**Task details**
All lines from the opening of the data to the line containing "[point] arched window" must be returned unchanged, and only those lines.

**Region pointing data**

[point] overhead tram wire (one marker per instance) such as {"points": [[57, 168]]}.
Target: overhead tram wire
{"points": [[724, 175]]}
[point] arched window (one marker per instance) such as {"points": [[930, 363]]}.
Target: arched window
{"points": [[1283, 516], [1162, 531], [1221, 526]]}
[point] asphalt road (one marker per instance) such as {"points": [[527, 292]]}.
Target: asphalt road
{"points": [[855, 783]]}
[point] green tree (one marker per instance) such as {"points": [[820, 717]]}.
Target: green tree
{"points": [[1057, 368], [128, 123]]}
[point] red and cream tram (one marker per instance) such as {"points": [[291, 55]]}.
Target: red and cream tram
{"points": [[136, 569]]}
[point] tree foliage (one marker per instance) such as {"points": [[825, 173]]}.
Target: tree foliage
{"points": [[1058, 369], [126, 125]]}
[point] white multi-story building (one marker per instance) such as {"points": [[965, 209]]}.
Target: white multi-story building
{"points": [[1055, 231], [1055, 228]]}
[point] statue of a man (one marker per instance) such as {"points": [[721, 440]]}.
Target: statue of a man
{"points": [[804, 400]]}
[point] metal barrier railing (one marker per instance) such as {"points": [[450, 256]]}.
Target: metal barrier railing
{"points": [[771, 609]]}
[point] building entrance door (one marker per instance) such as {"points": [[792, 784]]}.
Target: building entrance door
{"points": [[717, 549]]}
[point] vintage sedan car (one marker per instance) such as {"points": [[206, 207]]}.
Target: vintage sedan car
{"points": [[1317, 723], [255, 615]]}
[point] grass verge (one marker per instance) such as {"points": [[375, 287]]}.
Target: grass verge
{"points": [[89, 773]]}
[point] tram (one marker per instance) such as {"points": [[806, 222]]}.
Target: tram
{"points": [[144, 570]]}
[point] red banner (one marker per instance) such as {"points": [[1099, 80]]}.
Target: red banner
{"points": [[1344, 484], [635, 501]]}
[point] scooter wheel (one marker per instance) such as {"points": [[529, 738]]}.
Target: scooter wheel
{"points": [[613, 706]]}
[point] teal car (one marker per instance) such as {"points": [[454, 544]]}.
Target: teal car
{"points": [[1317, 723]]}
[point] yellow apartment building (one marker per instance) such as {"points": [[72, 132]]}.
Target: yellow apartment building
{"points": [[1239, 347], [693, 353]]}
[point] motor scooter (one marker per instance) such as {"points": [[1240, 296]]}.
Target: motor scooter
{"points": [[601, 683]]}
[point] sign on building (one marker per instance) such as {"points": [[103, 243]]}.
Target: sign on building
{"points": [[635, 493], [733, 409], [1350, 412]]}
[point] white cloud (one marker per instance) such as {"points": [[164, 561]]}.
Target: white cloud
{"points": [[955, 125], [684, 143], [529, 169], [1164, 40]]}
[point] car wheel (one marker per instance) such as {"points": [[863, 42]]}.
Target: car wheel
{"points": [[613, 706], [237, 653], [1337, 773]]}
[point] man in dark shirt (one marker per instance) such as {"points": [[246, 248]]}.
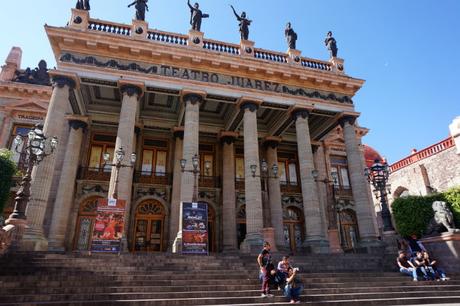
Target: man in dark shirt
{"points": [[265, 263], [405, 266]]}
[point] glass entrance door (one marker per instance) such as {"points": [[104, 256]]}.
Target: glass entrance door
{"points": [[149, 227], [148, 235]]}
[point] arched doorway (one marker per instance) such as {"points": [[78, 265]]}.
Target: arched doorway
{"points": [[212, 229], [349, 230], [85, 223], [293, 223], [149, 227], [241, 224]]}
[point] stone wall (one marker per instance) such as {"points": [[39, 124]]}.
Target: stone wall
{"points": [[435, 173]]}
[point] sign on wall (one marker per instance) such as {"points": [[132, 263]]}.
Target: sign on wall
{"points": [[195, 228], [109, 226]]}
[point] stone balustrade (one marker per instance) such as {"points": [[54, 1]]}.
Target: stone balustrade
{"points": [[97, 25], [425, 153]]}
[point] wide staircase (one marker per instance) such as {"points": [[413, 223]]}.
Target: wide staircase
{"points": [[162, 279]]}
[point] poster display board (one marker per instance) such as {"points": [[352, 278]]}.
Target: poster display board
{"points": [[195, 228], [109, 226]]}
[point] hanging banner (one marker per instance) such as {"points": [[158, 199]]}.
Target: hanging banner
{"points": [[195, 228], [109, 226]]}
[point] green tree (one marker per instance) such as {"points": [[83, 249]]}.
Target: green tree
{"points": [[7, 170]]}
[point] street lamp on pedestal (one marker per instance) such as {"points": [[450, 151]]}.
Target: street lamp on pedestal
{"points": [[37, 147], [378, 175], [333, 209], [119, 157], [196, 172]]}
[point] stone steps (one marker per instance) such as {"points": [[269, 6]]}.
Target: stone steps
{"points": [[54, 279]]}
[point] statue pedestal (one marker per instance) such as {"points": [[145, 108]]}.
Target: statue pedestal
{"points": [[294, 57], [139, 29], [445, 248], [247, 48], [269, 235], [79, 19], [195, 38], [337, 65]]}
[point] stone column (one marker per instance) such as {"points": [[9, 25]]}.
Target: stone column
{"points": [[315, 240], [65, 193], [359, 184], [252, 184], [5, 129], [42, 175], [274, 192], [192, 102], [175, 197], [228, 191], [131, 92]]}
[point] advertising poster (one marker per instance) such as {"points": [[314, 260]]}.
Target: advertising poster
{"points": [[109, 226], [195, 228]]}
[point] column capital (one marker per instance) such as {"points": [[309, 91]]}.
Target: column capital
{"points": [[77, 122], [228, 137], [178, 132], [351, 119], [249, 103], [193, 96], [131, 88], [272, 141], [297, 112], [60, 79]]}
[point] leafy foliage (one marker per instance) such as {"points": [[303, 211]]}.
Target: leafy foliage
{"points": [[413, 214], [7, 170]]}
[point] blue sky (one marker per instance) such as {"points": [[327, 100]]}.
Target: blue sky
{"points": [[406, 50]]}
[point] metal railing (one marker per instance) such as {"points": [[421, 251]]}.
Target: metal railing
{"points": [[156, 178], [425, 153], [94, 174], [208, 44]]}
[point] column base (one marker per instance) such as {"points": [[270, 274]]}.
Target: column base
{"points": [[315, 247], [34, 241], [252, 244], [56, 245], [177, 244], [390, 238], [371, 246]]}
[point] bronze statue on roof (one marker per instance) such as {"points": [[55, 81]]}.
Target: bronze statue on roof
{"points": [[140, 6], [244, 24]]}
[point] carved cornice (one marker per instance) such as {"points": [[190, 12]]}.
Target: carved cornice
{"points": [[77, 124], [347, 119], [228, 137], [178, 132], [300, 113], [192, 98], [272, 141], [131, 90], [61, 80]]}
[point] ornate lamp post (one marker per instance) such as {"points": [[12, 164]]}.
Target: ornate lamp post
{"points": [[378, 174], [334, 209], [37, 147], [264, 170], [119, 156], [196, 172]]}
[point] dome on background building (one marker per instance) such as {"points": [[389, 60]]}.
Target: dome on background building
{"points": [[370, 155]]}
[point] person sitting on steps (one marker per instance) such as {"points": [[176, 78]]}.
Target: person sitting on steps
{"points": [[293, 286], [265, 264], [419, 264], [405, 266], [432, 267]]}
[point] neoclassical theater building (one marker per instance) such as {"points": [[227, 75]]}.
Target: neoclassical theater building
{"points": [[166, 97]]}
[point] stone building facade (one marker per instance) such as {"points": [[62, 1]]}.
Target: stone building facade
{"points": [[433, 169], [167, 97]]}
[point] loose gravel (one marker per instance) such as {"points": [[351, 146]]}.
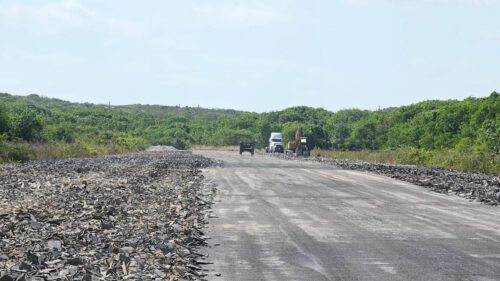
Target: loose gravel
{"points": [[479, 187], [134, 217]]}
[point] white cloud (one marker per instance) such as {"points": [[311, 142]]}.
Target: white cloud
{"points": [[369, 2], [243, 14], [61, 15]]}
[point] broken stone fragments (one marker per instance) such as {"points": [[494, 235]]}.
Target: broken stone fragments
{"points": [[134, 217], [474, 186]]}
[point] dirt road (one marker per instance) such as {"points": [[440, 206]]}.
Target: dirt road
{"points": [[285, 220]]}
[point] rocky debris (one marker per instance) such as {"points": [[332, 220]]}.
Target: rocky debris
{"points": [[134, 217], [160, 148], [474, 186]]}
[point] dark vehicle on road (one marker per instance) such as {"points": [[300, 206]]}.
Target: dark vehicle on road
{"points": [[247, 146]]}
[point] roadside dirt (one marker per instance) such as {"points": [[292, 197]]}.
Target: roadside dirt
{"points": [[479, 187], [134, 217]]}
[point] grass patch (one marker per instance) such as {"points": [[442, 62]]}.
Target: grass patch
{"points": [[450, 159]]}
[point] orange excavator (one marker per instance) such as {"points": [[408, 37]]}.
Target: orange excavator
{"points": [[298, 147]]}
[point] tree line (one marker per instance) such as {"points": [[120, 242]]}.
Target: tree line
{"points": [[469, 125]]}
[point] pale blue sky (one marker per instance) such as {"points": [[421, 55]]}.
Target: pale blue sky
{"points": [[251, 55]]}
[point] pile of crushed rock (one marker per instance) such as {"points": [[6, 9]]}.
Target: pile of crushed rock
{"points": [[134, 217], [474, 186]]}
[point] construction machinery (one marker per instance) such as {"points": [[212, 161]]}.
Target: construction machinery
{"points": [[275, 143], [247, 146], [298, 147]]}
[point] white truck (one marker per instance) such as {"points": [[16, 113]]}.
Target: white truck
{"points": [[275, 143]]}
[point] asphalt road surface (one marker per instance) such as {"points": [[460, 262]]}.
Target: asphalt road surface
{"points": [[286, 220]]}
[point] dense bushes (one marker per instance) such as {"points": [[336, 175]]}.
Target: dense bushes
{"points": [[470, 127]]}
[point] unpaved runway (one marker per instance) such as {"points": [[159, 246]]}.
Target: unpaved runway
{"points": [[285, 220]]}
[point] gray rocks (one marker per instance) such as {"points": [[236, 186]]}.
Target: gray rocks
{"points": [[134, 217], [474, 186]]}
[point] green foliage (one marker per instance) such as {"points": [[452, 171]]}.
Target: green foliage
{"points": [[470, 128], [26, 125]]}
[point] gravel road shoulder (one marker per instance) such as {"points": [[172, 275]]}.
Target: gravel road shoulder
{"points": [[478, 187], [136, 217]]}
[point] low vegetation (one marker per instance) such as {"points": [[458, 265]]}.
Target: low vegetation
{"points": [[456, 134]]}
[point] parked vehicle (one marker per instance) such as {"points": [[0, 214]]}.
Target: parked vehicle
{"points": [[275, 143], [247, 146], [298, 147]]}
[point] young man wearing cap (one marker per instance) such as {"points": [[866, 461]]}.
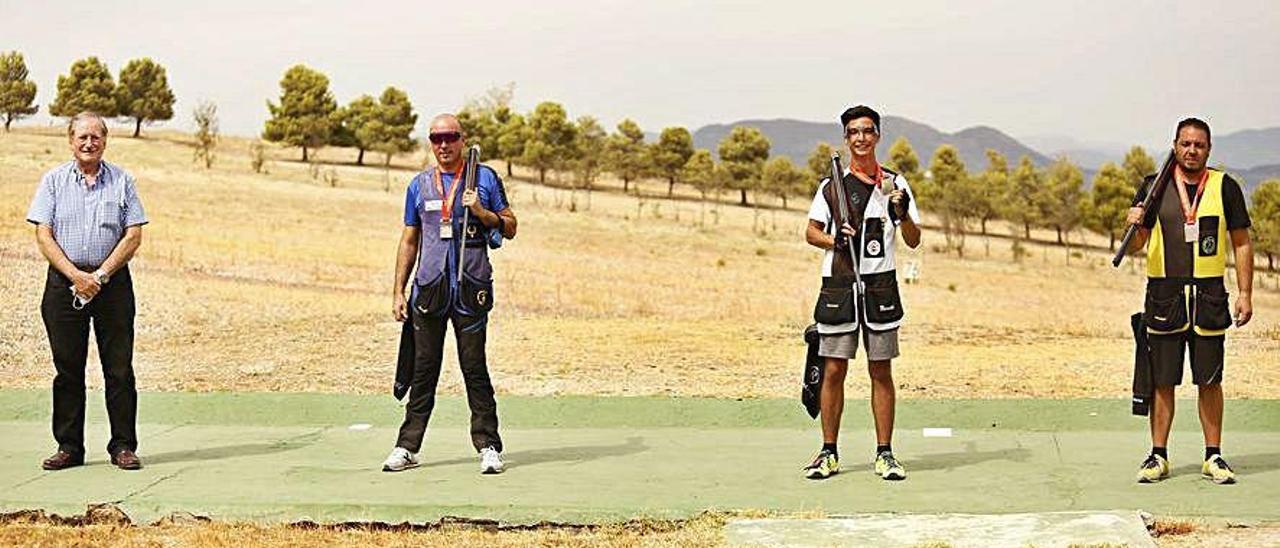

**Task output**
[point] overhead tram wire (one marker per instance) such as {"points": [[57, 168]]}.
Target: overhead tram wire
{"points": [[724, 175]]}
[point] arched window (one marker per instance) such as {"points": [[930, 363]]}.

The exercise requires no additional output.